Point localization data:
----

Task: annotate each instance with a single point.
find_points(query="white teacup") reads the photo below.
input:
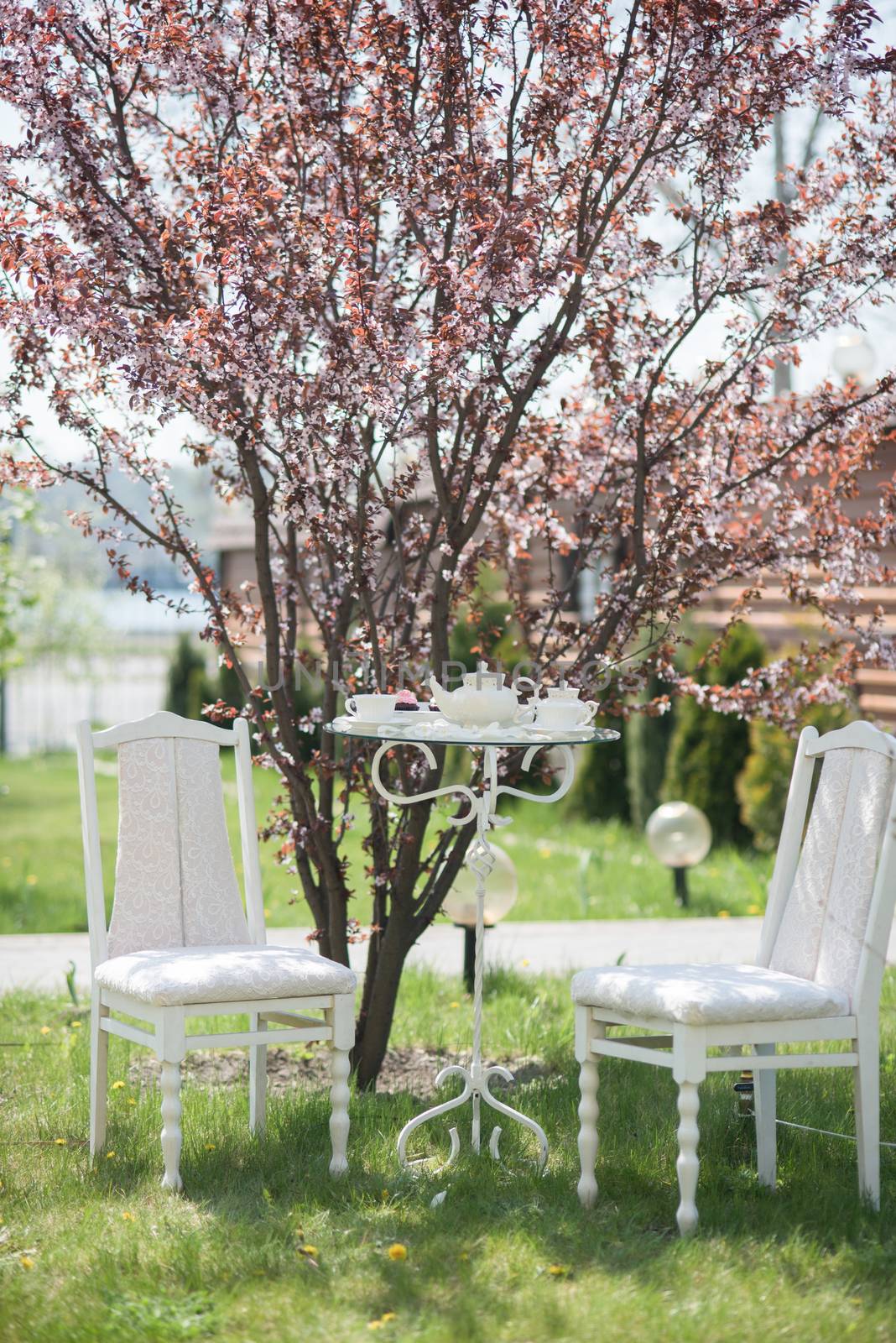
(565, 713)
(371, 708)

----

Exercise objective: Could you reproduce the records above exactly, leaving out every picture?

Expected answer:
Task: annotate each instance with a single point.
find_points(query="white teacup") reads the photo below.
input:
(565, 713)
(371, 708)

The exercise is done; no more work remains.